(A block of data)
^^^^^^^^
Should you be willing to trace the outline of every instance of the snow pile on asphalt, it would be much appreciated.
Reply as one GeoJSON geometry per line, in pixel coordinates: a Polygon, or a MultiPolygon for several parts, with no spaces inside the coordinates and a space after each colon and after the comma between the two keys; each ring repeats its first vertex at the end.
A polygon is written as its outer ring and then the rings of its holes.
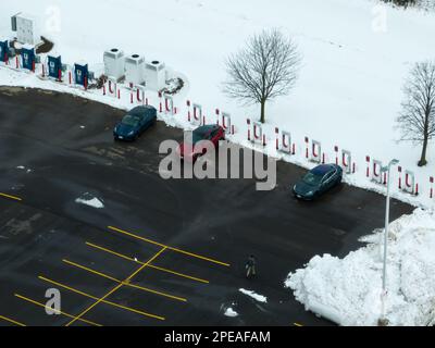
{"type": "Polygon", "coordinates": [[[238,313],[233,308],[227,308],[225,311],[225,316],[236,318],[238,313]]]}
{"type": "Polygon", "coordinates": [[[249,297],[252,297],[256,301],[268,303],[268,298],[263,295],[259,295],[256,291],[247,290],[247,289],[239,289],[241,294],[245,294],[249,297]]]}
{"type": "MultiPolygon", "coordinates": [[[[340,325],[376,325],[381,313],[383,233],[345,259],[314,257],[285,282],[298,301],[340,325]]],[[[435,321],[435,213],[417,209],[388,234],[386,313],[390,325],[435,321]]]]}
{"type": "Polygon", "coordinates": [[[79,204],[85,204],[85,206],[89,206],[92,208],[97,208],[97,209],[104,208],[104,204],[101,200],[99,200],[97,197],[90,197],[89,194],[85,194],[83,197],[77,198],[75,200],[75,202],[79,203],[79,204]]]}

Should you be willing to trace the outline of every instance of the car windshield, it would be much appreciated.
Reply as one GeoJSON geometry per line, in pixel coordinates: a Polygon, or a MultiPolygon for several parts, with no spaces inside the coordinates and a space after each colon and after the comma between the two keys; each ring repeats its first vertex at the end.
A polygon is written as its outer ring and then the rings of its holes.
{"type": "Polygon", "coordinates": [[[312,185],[312,186],[316,186],[320,184],[320,182],[322,181],[322,176],[320,175],[315,175],[313,173],[308,173],[304,177],[303,177],[303,182],[308,185],[312,185]]]}
{"type": "Polygon", "coordinates": [[[139,123],[139,119],[137,116],[126,115],[122,123],[127,126],[136,127],[139,123]]]}

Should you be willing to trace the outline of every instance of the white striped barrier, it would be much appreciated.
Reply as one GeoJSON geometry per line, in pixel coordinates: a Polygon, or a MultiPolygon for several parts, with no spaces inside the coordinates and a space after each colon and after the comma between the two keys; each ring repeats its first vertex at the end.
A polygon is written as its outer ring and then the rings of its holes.
{"type": "Polygon", "coordinates": [[[352,153],[348,150],[341,150],[341,166],[346,174],[355,173],[355,163],[352,163],[352,153]]]}
{"type": "Polygon", "coordinates": [[[372,182],[381,185],[386,184],[386,175],[383,175],[381,161],[372,161],[372,182]]]}
{"type": "MultiPolygon", "coordinates": [[[[70,84],[71,84],[71,72],[70,72],[70,84]]],[[[109,77],[107,85],[108,85],[108,87],[105,87],[105,84],[102,86],[103,95],[121,99],[121,90],[117,86],[116,80],[114,78],[109,77]]]]}
{"type": "Polygon", "coordinates": [[[307,160],[314,162],[314,163],[324,163],[325,162],[325,154],[322,156],[322,144],[318,140],[311,140],[309,137],[306,137],[306,158],[307,160]]]}
{"type": "Polygon", "coordinates": [[[191,119],[191,123],[197,126],[206,124],[206,117],[202,114],[202,105],[194,103],[192,109],[194,109],[194,117],[191,119]]]}
{"type": "Polygon", "coordinates": [[[145,87],[140,85],[133,86],[130,89],[130,103],[140,103],[148,105],[148,99],[145,95],[145,87]]]}
{"type": "Polygon", "coordinates": [[[414,195],[417,192],[415,175],[411,171],[408,170],[405,171],[402,191],[408,192],[410,195],[414,195]]]}
{"type": "Polygon", "coordinates": [[[279,128],[275,128],[276,134],[276,150],[288,153],[295,154],[295,144],[291,144],[291,134],[286,130],[279,132],[279,128]]]}
{"type": "Polygon", "coordinates": [[[265,134],[263,133],[263,124],[261,122],[252,122],[252,142],[265,146],[265,134]]]}
{"type": "Polygon", "coordinates": [[[222,112],[222,128],[224,128],[226,134],[234,134],[234,125],[232,124],[231,114],[226,112],[222,112]]]}
{"type": "Polygon", "coordinates": [[[164,113],[170,113],[171,115],[176,113],[172,96],[164,95],[164,113]]]}

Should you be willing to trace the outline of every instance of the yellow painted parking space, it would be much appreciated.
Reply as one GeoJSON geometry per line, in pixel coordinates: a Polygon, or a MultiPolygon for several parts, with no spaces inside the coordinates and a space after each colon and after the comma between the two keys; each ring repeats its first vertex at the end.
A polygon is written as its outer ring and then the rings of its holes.
{"type": "Polygon", "coordinates": [[[50,283],[50,284],[53,284],[53,285],[57,285],[57,286],[60,286],[60,287],[62,287],[62,288],[64,288],[64,289],[67,289],[67,290],[70,290],[70,291],[72,291],[72,293],[82,295],[82,296],[87,297],[87,298],[91,298],[91,299],[94,299],[94,300],[97,301],[96,303],[92,304],[92,307],[88,308],[86,311],[84,311],[84,312],[82,312],[79,315],[75,316],[76,319],[74,319],[72,322],[70,322],[69,324],[66,324],[67,326],[71,325],[72,323],[74,323],[75,321],[77,321],[78,319],[80,319],[80,318],[82,318],[83,315],[85,315],[91,308],[94,308],[95,306],[97,306],[97,304],[100,303],[100,302],[107,303],[107,304],[110,304],[110,306],[113,306],[113,307],[116,307],[116,308],[121,308],[121,309],[124,309],[124,310],[127,310],[127,311],[130,311],[130,312],[134,312],[134,313],[137,313],[137,314],[141,314],[141,315],[144,315],[144,316],[153,318],[153,319],[158,319],[158,320],[164,320],[163,316],[156,315],[156,314],[151,314],[151,313],[147,313],[147,312],[144,312],[144,311],[140,311],[140,310],[136,310],[136,309],[134,309],[134,308],[121,306],[121,304],[119,304],[119,303],[114,303],[114,302],[111,302],[111,301],[105,300],[105,298],[107,298],[109,295],[111,295],[112,293],[114,293],[115,290],[117,290],[122,285],[117,285],[114,289],[112,289],[111,291],[109,291],[105,296],[103,296],[102,298],[98,298],[98,297],[96,297],[96,296],[92,296],[92,295],[86,294],[86,293],[84,293],[84,291],[80,291],[80,290],[78,290],[78,289],[75,289],[75,288],[73,288],[73,287],[71,287],[71,286],[64,285],[64,284],[59,283],[59,282],[54,282],[54,281],[52,281],[52,279],[49,279],[49,278],[47,278],[47,277],[45,277],[45,276],[39,276],[39,279],[41,279],[41,281],[44,281],[44,282],[47,282],[47,283],[50,283]]]}
{"type": "Polygon", "coordinates": [[[3,316],[3,315],[0,315],[0,319],[5,321],[5,322],[8,322],[8,323],[14,324],[16,326],[27,326],[27,325],[25,325],[23,323],[17,322],[16,320],[13,320],[13,319],[10,319],[10,318],[3,316]]]}
{"type": "MultiPolygon", "coordinates": [[[[63,311],[55,310],[55,309],[52,309],[52,308],[50,308],[50,307],[47,307],[47,306],[44,304],[44,303],[40,303],[40,302],[38,302],[38,301],[35,301],[35,300],[33,300],[33,299],[30,299],[30,298],[28,298],[28,297],[22,296],[22,295],[20,295],[20,294],[14,294],[14,295],[15,295],[15,297],[17,297],[17,298],[20,298],[20,299],[22,299],[22,300],[24,300],[24,301],[27,301],[27,302],[29,302],[29,303],[36,304],[36,306],[38,306],[38,307],[42,307],[44,309],[49,309],[49,310],[51,310],[51,311],[53,311],[53,312],[57,312],[57,313],[62,314],[62,315],[67,316],[67,318],[72,318],[72,319],[75,319],[75,318],[76,318],[76,316],[74,316],[74,315],[72,315],[72,314],[69,314],[69,313],[65,313],[65,312],[63,312],[63,311]]],[[[92,326],[102,326],[101,324],[91,322],[91,321],[86,320],[86,319],[83,319],[83,318],[77,318],[77,320],[79,320],[80,322],[84,322],[84,323],[86,323],[86,324],[92,325],[92,326]]]]}
{"type": "MultiPolygon", "coordinates": [[[[129,283],[129,282],[132,281],[132,278],[133,278],[136,274],[138,274],[141,270],[144,270],[144,269],[148,265],[149,262],[152,262],[153,260],[156,260],[165,249],[166,249],[166,248],[162,248],[162,249],[161,249],[158,253],[156,253],[146,264],[141,265],[137,271],[135,271],[135,272],[134,272],[129,277],[127,277],[124,282],[125,282],[125,283],[129,283]]],[[[124,282],[123,282],[123,283],[124,283],[124,282]]],[[[150,314],[150,313],[137,311],[137,310],[132,309],[132,308],[128,309],[128,308],[123,307],[123,306],[121,306],[121,304],[107,301],[105,298],[108,298],[110,295],[112,295],[112,294],[115,293],[117,289],[120,289],[120,288],[123,286],[123,283],[122,283],[122,284],[119,284],[117,286],[115,286],[113,289],[111,289],[108,294],[105,294],[105,295],[104,295],[103,297],[101,297],[101,298],[91,297],[91,298],[94,298],[94,299],[97,300],[97,301],[96,301],[95,303],[92,303],[91,306],[89,306],[86,310],[84,310],[79,315],[77,315],[77,318],[82,318],[82,316],[85,315],[87,312],[89,312],[92,308],[95,308],[98,303],[103,302],[103,303],[112,304],[112,306],[115,306],[115,307],[124,308],[124,309],[127,309],[127,310],[133,311],[133,312],[141,313],[141,314],[144,314],[144,315],[146,315],[146,316],[151,316],[151,318],[159,319],[159,320],[165,320],[163,316],[159,316],[159,315],[156,315],[156,314],[150,314]]],[[[72,289],[72,288],[71,288],[71,289],[72,289]]],[[[80,291],[80,293],[82,293],[82,291],[80,291]]],[[[82,294],[86,296],[85,293],[82,293],[82,294]]],[[[89,297],[89,295],[87,295],[87,296],[89,297]]],[[[66,326],[70,326],[70,325],[73,324],[75,321],[76,321],[76,320],[72,320],[70,323],[66,324],[66,326]]]]}
{"type": "Polygon", "coordinates": [[[154,270],[158,270],[158,271],[161,271],[161,272],[178,275],[181,277],[188,278],[188,279],[191,279],[191,281],[196,281],[196,282],[199,282],[199,283],[204,283],[204,284],[209,284],[210,283],[209,281],[206,281],[206,279],[201,279],[201,278],[198,278],[198,277],[195,277],[195,276],[191,276],[191,275],[187,275],[187,274],[183,274],[183,273],[178,273],[178,272],[175,272],[175,271],[172,271],[172,270],[166,270],[166,269],[153,265],[153,264],[149,264],[148,266],[150,269],[154,269],[154,270]]]}
{"type": "Polygon", "coordinates": [[[194,252],[185,251],[185,250],[182,250],[182,249],[173,248],[173,247],[166,246],[166,245],[164,245],[164,244],[158,243],[158,241],[156,241],[156,240],[151,240],[151,239],[148,239],[148,238],[144,238],[144,237],[138,236],[138,235],[136,235],[136,234],[133,234],[133,233],[129,233],[129,232],[126,232],[126,231],[123,231],[123,229],[120,229],[120,228],[116,228],[116,227],[113,227],[113,226],[108,226],[108,228],[111,229],[111,231],[121,233],[121,234],[123,234],[123,235],[126,235],[126,236],[129,236],[129,237],[133,237],[133,238],[136,238],[136,239],[139,239],[139,240],[142,240],[142,241],[146,241],[146,243],[156,245],[156,246],[160,246],[160,247],[163,247],[163,248],[167,248],[169,250],[172,250],[172,251],[176,251],[176,252],[179,252],[179,253],[187,254],[187,256],[189,256],[189,257],[191,257],[191,258],[197,258],[197,259],[204,260],[204,261],[209,261],[209,262],[212,262],[212,263],[215,263],[215,264],[220,264],[220,265],[224,265],[224,266],[229,266],[229,263],[225,263],[225,262],[217,261],[217,260],[214,260],[214,259],[211,259],[211,258],[207,258],[207,257],[200,256],[200,254],[198,254],[198,253],[194,253],[194,252]]]}
{"type": "Polygon", "coordinates": [[[9,198],[9,199],[16,200],[16,201],[22,201],[22,199],[21,199],[20,197],[7,195],[7,194],[3,194],[3,192],[0,192],[0,196],[1,196],[1,197],[4,197],[4,198],[9,198]]]}
{"type": "Polygon", "coordinates": [[[104,273],[102,273],[102,272],[95,271],[95,270],[92,270],[92,269],[86,268],[86,266],[84,266],[84,265],[82,265],[82,264],[78,264],[78,263],[75,263],[75,262],[72,262],[72,261],[69,261],[69,260],[62,260],[62,261],[65,262],[65,263],[69,264],[69,265],[72,265],[72,266],[74,266],[74,268],[84,270],[84,271],[89,272],[89,273],[92,273],[92,274],[95,274],[95,275],[104,277],[104,278],[107,278],[107,279],[110,279],[110,281],[115,282],[115,283],[117,283],[117,284],[122,284],[122,285],[127,286],[127,287],[136,288],[136,289],[139,289],[139,290],[146,291],[146,293],[151,293],[151,294],[160,295],[160,296],[167,297],[167,298],[171,298],[171,299],[174,299],[174,300],[177,300],[177,301],[187,302],[187,299],[182,298],[182,297],[177,297],[177,296],[170,295],[170,294],[166,294],[166,293],[153,290],[153,289],[150,289],[150,288],[147,288],[147,287],[144,287],[144,286],[130,284],[129,282],[123,282],[123,281],[116,279],[116,278],[113,277],[113,276],[107,275],[107,274],[104,274],[104,273]]]}
{"type": "MultiPolygon", "coordinates": [[[[97,246],[97,245],[95,245],[92,243],[88,243],[87,241],[86,245],[91,247],[91,248],[94,248],[94,249],[104,251],[107,253],[113,254],[113,256],[119,257],[119,258],[124,259],[124,260],[128,260],[130,262],[145,264],[145,262],[138,261],[138,260],[136,260],[134,258],[127,257],[127,256],[125,256],[123,253],[113,251],[111,249],[108,249],[108,248],[104,248],[104,247],[101,247],[101,246],[97,246]]],[[[150,269],[154,269],[154,270],[161,271],[161,272],[165,272],[165,273],[170,273],[170,274],[173,274],[173,275],[177,275],[179,277],[184,277],[184,278],[187,278],[187,279],[190,279],[190,281],[196,281],[196,282],[204,283],[204,284],[209,284],[210,283],[209,281],[201,279],[201,278],[196,277],[196,276],[191,276],[191,275],[187,275],[187,274],[184,274],[184,273],[181,273],[181,272],[175,272],[175,271],[172,271],[172,270],[163,269],[163,268],[150,264],[150,263],[148,263],[147,266],[150,268],[150,269]]]]}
^^^^^^^^
- Do this -
Pull out every row above that contains the word "Should", copying each one in full. Match case exactly.

- Expected answer -
Should you be willing to trace the outline of every instance of the snow pile on asphalt, it would be much appreciated.
Should you be willing to trace the outline of every instance of the car windshield, it would be much appreciated.
Should you be willing to trace the outline of every instance of the white striped barrier, it would be much appreciated.
Should you be willing to trace the outline of every instance of the yellow painted parking space, it would be much appreciated.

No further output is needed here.